### FRAGMENT
Rak w ciąży brzmi jak coś niemożliwego – a jednak coraz częściej się zdarza. Powodem jest m.in. fakt, że nowotwory coraz częściej dotyczą młodych dorosłych, a kobiety decydują się na macierzyństwo w późniejszym wieku.

Jak podkreśla prof. Marzena Dębska, jeszcze kilkanaście lat temu choroba nowotworowa w ciąży była dla wielu lekarzy sytuacją graniczną. Dziś medycyna daje możliwości, o których wcześniej można było tylko marzyć. Kobieta może być skutecznie leczona, a dziecko urodzi się zdrowe.

Najczęściej w ciąży rozpoznaje się: raka piersi, chłoniaki i białaczki, czerniaka, raka płuca i nowotwory przewodu pokarmowego. Niestety, u ciężarnych rak często jest wykrywany w późniejszym stadium. Ciąża potrafi „maskować” objawy, które normalnie wzbudziłyby czujność. Powiększenie i tkliwość piersi tłumaczymy ciążą, bóle brzucha – ruchami dziecka lub przyjmowaniem żelaza, nudności, brak apetytu, zmęczenie oczywiście ciążą. W efekcie kobieta trafia do lekarza dopiero, gdy objawy stają się niepokojące.

### POKAZANE DANE
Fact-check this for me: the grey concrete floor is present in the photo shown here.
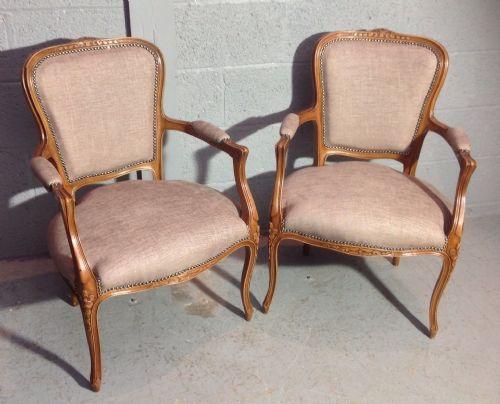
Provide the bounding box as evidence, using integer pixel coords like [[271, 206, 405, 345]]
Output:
[[0, 216, 500, 403]]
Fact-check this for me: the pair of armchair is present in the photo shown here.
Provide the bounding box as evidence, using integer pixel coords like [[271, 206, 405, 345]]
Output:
[[23, 30, 475, 391]]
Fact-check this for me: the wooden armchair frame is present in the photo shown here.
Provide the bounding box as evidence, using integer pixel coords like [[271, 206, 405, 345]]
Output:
[[23, 38, 259, 391], [263, 29, 476, 338]]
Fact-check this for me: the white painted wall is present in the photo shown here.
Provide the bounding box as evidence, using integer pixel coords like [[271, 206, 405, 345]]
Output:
[[0, 0, 500, 257], [170, 0, 500, 229]]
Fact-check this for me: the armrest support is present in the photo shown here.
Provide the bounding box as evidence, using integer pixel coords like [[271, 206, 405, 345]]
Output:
[[163, 113, 259, 243], [271, 108, 316, 232], [30, 156, 62, 191], [429, 118, 471, 153], [429, 118, 477, 252], [190, 121, 230, 144], [52, 183, 98, 290]]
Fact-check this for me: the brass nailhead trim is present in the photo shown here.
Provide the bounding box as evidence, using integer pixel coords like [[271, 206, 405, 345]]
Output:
[[320, 37, 441, 156], [96, 234, 248, 295], [32, 43, 159, 183], [281, 220, 448, 252]]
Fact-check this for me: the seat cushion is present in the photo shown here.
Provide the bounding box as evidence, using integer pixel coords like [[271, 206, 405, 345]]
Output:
[[48, 181, 248, 292], [283, 161, 451, 250]]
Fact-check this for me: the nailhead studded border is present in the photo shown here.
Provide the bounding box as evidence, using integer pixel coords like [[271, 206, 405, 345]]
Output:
[[94, 232, 248, 295], [281, 220, 448, 252], [320, 36, 441, 155], [32, 42, 159, 183]]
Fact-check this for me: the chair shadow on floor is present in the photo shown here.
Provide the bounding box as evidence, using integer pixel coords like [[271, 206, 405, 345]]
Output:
[[0, 257, 89, 389], [271, 240, 429, 337], [0, 326, 91, 390]]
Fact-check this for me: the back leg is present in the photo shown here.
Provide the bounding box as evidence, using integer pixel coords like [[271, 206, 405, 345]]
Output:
[[262, 237, 280, 313], [241, 246, 258, 321]]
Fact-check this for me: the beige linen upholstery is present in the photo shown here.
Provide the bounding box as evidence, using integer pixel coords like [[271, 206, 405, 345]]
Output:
[[320, 39, 438, 153], [443, 128, 471, 152], [34, 44, 158, 182], [191, 121, 229, 143], [283, 161, 451, 250], [30, 157, 62, 189], [48, 181, 248, 292], [280, 113, 300, 139]]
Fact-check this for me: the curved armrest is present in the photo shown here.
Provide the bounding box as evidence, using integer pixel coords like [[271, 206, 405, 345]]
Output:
[[163, 116, 259, 243], [30, 156, 62, 191], [429, 118, 477, 249], [280, 113, 300, 139], [429, 118, 471, 153], [271, 108, 316, 231]]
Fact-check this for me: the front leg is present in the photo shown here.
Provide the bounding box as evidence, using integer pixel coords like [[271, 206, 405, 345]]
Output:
[[80, 289, 101, 391]]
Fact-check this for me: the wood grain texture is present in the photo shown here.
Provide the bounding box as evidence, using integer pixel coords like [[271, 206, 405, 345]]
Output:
[[23, 37, 259, 391], [263, 29, 476, 338]]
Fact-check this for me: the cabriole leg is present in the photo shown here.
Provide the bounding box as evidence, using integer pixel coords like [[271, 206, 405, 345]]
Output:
[[241, 245, 258, 321], [80, 290, 101, 391], [262, 237, 280, 313], [429, 256, 455, 338]]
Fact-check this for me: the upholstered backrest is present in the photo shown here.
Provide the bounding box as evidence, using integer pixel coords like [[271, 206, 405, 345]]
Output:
[[317, 31, 443, 153], [30, 40, 161, 183]]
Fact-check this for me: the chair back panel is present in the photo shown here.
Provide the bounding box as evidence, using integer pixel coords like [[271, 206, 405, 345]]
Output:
[[316, 30, 443, 154], [28, 40, 161, 183]]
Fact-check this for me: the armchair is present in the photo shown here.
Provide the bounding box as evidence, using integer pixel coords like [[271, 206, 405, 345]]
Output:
[[23, 38, 259, 391], [263, 29, 476, 338]]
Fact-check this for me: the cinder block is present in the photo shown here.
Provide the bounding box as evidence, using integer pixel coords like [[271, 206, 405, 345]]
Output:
[[0, 0, 123, 10], [175, 2, 291, 68], [437, 50, 500, 109], [7, 8, 125, 48], [224, 64, 313, 125], [286, 0, 500, 60]]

### POLECENIE 1
Powtórz słowo w słowo część tekstu o raku w ciąży zawartą między „Najczęściej w ciąży” a „stają się niepokojące.”, łącznie z tymi słowami.
### POLECENIE 2
Podejmij tekst o raku w ciąży w miejscu, w którym się kończy, i napisz jego dalszy ciąg.
Dane pochodzą z innego źródła niż tekst o raku w ciąży.

### ODPOWIEDŹ 1
Najczęściej w ciąży rozpoznaje się: raka piersi, chłoniaki i białaczki, czerniaka, raka płuca i nowotwory przewodu pokarmowego. Niestety, u ciężarnych rak często jest wykrywany w późniejszym stadium. Ciąża potrafi „maskować” objawy, które normalnie wzbudziłyby czujność. Powiększenie i tkliwość piersi tłumaczymy ciążą, bóle brzucha – ruchami dziecka lub przyjmowaniem żelaza, nudności, brak apetytu, zmęczenie oczywiście ciążą. W efekcie kobieta trafia do lekarza dopiero, gdy objawy stają się niepokojące.

### ODPOWIEDŹ 2
W ciąży trzeba zachować szczególną czujność onkologiczną. Jeśli coś budzi niepokój – nie wolno odkładać diagnostyki na „po porodzie” – podkreśla prof. Dębska.

Współczesna medycyna pozwala na przeprowadzenie wielu badań obrazowych również u ciężarnych:

  • USG piersi – całkowicie bezpieczne,

  • mammografia – dopuszczalna w uzasadnionych przypadkach,

  • RTG, gastroskopia, kolonoskopia – możliwe po odpowiednim zabezpieczeniu,

  • rezonans magnetyczny – bez kontrastu może być wykonywany w każdym trymestrze.

Ważne jest, aby badania planować w ośrodkach z doświadczeniem w prowadzeniu pacjentek onkologicznych w ciąży. W Polsce liczba takich miejsc stale rośnie. Do niedawna kobiecie z rakiem w ciąży proponowano często terminację ciąży, by rozpocząć leczenie. Dziś to już przeszłość. W ogromnej większości przypadków możemy tak zaplanować terapię, aby była skuteczna dla matki i bezpieczna dla dziecka – tłumaczy prof. Dębska.